+++ Working data +++

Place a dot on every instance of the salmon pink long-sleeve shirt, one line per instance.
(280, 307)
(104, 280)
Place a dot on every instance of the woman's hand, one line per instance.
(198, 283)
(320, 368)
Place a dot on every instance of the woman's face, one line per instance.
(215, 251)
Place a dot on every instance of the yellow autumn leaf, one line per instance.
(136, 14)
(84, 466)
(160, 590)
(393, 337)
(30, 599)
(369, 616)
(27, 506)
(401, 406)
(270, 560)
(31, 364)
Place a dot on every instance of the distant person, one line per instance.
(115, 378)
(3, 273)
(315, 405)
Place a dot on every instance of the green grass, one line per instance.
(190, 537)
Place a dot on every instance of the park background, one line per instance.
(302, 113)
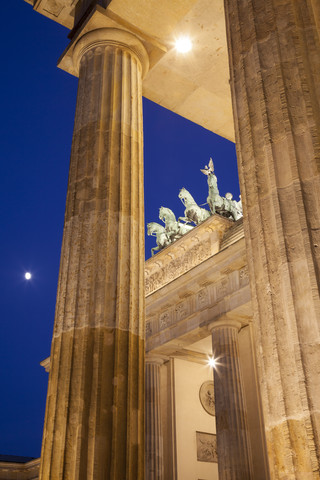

+++

**Aim of the task**: Recast each line of the records above as a Markdown table with the columns Row and Line, numbering the rows in order and leaving out blank lines. Leave the pictures out of the table.

**Response below**:
| Row | Line |
|---|---|
| 1 | Place a dot on every instance of the salmon pink long-sleeve shirt, one line per instance. |
| 2 | (280, 307) |
| 3 | (104, 280) |
| 4 | Place a dot on every instance of the woman's hand, one line per instance. |
| 5 | (198, 283) |
| 6 | (320, 368) |
| 7 | Place a dot on every instance of the woman's face, one line per instance. |
| 8 | (215, 251) |
| 9 | Place a dot on every instance of the yellow autumn leaf, one line per instance. |
| 10 | (136, 14) |
| 11 | (84, 466) |
| 12 | (160, 590) |
| 13 | (393, 337) |
| 14 | (30, 599) |
| 15 | (369, 616) |
| 16 | (27, 506) |
| 17 | (401, 406) |
| 18 | (270, 560) |
| 19 | (31, 364) |
| 20 | Place a dot on every instance of the distant person, one line per instance. |
| 21 | (115, 378) |
| 22 | (3, 273) |
| 23 | (315, 405) |
| 24 | Place a dot on every instance of the green grass, one line per instance. |
| 25 | (190, 537) |
| 26 | Place a dot on every instance of the park background, one line per instance. |
| 27 | (302, 113) |